### Your objective
Copy the records from the line with "Definition for annotators: for every instance of the ocean" to the line with "95], [499, 98]]", swapping "thickest" for "widest" wherever it occurs and changing nothing else. Give only those lines.

— Start of Available data —

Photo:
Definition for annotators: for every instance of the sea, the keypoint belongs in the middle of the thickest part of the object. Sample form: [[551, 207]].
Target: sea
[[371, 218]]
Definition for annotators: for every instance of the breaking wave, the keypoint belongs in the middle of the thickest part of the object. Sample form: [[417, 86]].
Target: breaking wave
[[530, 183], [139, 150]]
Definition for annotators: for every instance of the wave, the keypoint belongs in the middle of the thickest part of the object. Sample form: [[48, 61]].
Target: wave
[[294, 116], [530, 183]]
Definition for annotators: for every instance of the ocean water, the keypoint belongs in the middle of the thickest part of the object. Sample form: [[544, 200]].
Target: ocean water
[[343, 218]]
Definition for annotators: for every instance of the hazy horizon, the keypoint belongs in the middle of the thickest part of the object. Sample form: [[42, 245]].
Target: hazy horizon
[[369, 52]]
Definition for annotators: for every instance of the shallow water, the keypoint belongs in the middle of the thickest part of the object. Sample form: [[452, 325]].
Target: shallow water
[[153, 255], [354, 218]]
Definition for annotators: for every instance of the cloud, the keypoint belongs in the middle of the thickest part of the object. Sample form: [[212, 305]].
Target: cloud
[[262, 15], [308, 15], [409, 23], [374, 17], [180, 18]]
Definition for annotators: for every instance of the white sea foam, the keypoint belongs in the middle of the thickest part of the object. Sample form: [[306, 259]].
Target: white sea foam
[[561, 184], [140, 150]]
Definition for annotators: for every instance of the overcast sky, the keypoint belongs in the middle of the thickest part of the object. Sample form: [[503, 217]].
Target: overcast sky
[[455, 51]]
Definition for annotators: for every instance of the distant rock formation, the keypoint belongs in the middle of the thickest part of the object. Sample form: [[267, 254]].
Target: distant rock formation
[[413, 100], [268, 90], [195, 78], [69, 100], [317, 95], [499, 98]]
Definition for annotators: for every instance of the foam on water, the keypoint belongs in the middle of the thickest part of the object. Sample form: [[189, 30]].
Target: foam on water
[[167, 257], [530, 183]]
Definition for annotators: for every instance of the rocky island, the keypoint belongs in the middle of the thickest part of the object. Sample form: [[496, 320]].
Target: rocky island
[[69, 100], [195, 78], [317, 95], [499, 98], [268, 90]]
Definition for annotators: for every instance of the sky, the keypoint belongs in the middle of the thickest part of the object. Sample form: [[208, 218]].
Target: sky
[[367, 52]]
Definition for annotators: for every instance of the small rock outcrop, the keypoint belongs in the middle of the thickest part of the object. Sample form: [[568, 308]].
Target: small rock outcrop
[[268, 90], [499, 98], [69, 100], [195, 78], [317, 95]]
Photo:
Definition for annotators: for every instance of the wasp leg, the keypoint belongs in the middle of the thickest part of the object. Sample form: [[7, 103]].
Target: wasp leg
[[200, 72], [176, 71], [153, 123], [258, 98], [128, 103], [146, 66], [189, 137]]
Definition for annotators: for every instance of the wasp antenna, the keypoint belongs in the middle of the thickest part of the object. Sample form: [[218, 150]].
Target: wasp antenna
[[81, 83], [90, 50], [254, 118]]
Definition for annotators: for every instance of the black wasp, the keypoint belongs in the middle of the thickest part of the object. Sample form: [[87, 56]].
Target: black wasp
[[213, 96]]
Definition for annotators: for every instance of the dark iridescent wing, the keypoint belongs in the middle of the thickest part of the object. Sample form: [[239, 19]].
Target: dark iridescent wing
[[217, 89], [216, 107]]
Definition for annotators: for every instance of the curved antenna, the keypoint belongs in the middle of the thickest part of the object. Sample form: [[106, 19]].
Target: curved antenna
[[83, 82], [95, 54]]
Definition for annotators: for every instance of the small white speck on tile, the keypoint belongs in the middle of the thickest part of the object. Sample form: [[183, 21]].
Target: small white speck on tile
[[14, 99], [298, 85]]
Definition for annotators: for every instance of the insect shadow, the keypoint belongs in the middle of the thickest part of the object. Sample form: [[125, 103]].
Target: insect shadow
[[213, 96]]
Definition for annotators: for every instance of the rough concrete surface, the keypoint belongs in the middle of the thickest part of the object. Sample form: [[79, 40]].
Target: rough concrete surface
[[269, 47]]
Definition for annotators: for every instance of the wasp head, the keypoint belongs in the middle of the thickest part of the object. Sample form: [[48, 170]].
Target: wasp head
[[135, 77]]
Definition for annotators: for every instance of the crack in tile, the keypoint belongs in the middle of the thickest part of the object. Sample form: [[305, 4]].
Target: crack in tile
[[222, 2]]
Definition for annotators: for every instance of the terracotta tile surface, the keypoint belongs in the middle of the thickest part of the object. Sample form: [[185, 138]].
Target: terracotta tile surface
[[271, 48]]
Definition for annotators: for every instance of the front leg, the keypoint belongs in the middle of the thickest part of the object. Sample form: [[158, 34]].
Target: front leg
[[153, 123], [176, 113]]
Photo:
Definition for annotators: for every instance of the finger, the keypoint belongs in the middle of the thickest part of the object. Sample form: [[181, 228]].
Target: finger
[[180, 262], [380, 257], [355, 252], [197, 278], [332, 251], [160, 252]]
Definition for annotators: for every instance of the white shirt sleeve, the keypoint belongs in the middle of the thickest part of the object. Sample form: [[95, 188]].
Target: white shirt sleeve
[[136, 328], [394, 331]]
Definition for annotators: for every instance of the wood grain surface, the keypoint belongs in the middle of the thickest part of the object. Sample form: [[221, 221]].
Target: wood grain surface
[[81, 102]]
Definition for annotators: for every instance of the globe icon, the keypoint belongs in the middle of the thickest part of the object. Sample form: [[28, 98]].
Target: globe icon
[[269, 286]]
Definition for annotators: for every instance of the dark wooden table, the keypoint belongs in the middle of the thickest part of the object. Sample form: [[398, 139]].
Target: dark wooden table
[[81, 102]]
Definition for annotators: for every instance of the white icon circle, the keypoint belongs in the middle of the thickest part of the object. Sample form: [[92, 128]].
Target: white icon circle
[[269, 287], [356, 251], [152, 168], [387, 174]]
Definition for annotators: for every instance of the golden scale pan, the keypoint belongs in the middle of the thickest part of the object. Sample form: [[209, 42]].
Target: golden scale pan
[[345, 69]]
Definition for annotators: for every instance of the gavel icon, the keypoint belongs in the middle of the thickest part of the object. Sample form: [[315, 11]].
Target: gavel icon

— End of Available data —

### Output below
Definition for annotators: for every instance of the ocean water, the keypoint belongs in the middle of the widest part of the object. Sample form: [[544, 200]].
Target: ocean water
[[343, 218]]
Definition for annotators: for every instance of the hazy horizon, the keypoint belongs in the middle of the widest part of the object. Sample form: [[42, 245]].
Target: hazy horizon
[[369, 52]]
Definition for annotators: for every instance of the shallow water, the keypoint belongs in the middle of the widest part of the object. Sample form: [[452, 325]].
Target: shallow water
[[153, 255], [354, 218]]
Definition for annotators: for every instance of the cloud, the keypoint belongs in the middle of the widest part of the object. Sample form: [[212, 305]].
Target: cloud
[[262, 15], [308, 15], [409, 23], [374, 17], [180, 18]]
Definition for annotators: for every instance of the white sea foam, the keypoint belongs in the middle of the widest part of the object. Sample form: [[306, 259]].
Target: white sea foam
[[561, 184], [140, 150]]
Definition for annotators: for every instance of the overcast sky, the keypoint belongs in the middle of the widest part of the object. Sample form: [[503, 217]].
Target: overcast sky
[[455, 51]]
Definition for annotators: for every instance of the distant rock formation, the keypoint belongs in the middle of the widest part of the object. Sample form: [[267, 254]].
Target: distant rock formation
[[413, 100], [268, 90], [195, 78], [69, 100], [317, 95], [499, 98]]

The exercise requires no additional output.